Give all the entries below as a two-column CSV with the headers text and answer, one row per entry. Put each text and each answer in its own quoted field, turn line breaks into spaces, and leave the pictures out.

Location labeling entries:
--- begin ---
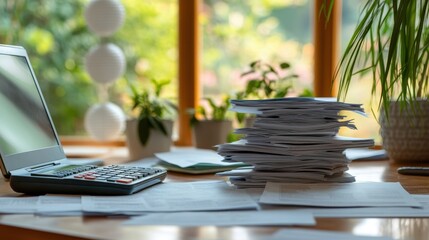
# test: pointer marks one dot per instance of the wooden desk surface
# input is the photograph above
(34, 227)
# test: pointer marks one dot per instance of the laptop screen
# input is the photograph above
(24, 122)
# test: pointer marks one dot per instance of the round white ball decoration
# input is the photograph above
(105, 121)
(104, 17)
(105, 63)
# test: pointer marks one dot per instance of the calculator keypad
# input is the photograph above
(118, 174)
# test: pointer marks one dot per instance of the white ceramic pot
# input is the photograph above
(157, 141)
(405, 133)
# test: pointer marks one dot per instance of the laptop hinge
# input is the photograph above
(36, 168)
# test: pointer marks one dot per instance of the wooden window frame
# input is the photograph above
(326, 38)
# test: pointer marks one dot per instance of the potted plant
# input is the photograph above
(211, 127)
(150, 130)
(264, 81)
(391, 42)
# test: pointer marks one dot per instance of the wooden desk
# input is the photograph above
(33, 227)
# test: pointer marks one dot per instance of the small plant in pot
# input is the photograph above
(391, 42)
(265, 81)
(211, 124)
(151, 128)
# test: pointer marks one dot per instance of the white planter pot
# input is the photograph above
(208, 133)
(406, 133)
(157, 141)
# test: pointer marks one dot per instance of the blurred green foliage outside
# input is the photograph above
(57, 39)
--- end ---
■ Response below
text,answer
"# test: pointer marks one dot per instance of the wooden desk surface # input is the photograph above","(34, 227)"
"# test: pointer marks one dot per instance of the laptop screen # input is the photograph above","(24, 122)"
"# test: pointer marks one dot per instance of the round white ball decoration # input is the photograph above","(105, 121) (104, 17) (105, 63)"
"# test: pointer marks one dot per instance of the calculator keypad # input is the photograph above","(118, 174)"
"# test: pointer marks one dot per instance of the white ceramic pot # input is the photograph above","(157, 141) (405, 133)"
"# test: pointer marks one dot per instance of the laptop hinge # input is the photograph above","(36, 168)"
"# test: pointer marks one dot per instance of the wooden window frame # input is the photograph above","(326, 38)"
"# test: pointer marks one dot per instance of the potted plant # input is the photograph above","(211, 127) (150, 130) (264, 81) (391, 42)"
"# test: pointer marks one dot per instance of the wooden desk # input is the photograph above","(33, 227)"
"# test: pointer marks one dot per instance of the small plant in pot # input is the photograph above","(391, 42) (265, 81) (211, 124) (151, 128)"
"# test: pointer marks one dot per instance of the white planter pot # input is the photograph above","(208, 133) (406, 133) (157, 141)"
"# test: pointer marks one dot per instance of the blurred green foliage outside # input is the photograph above","(57, 39)"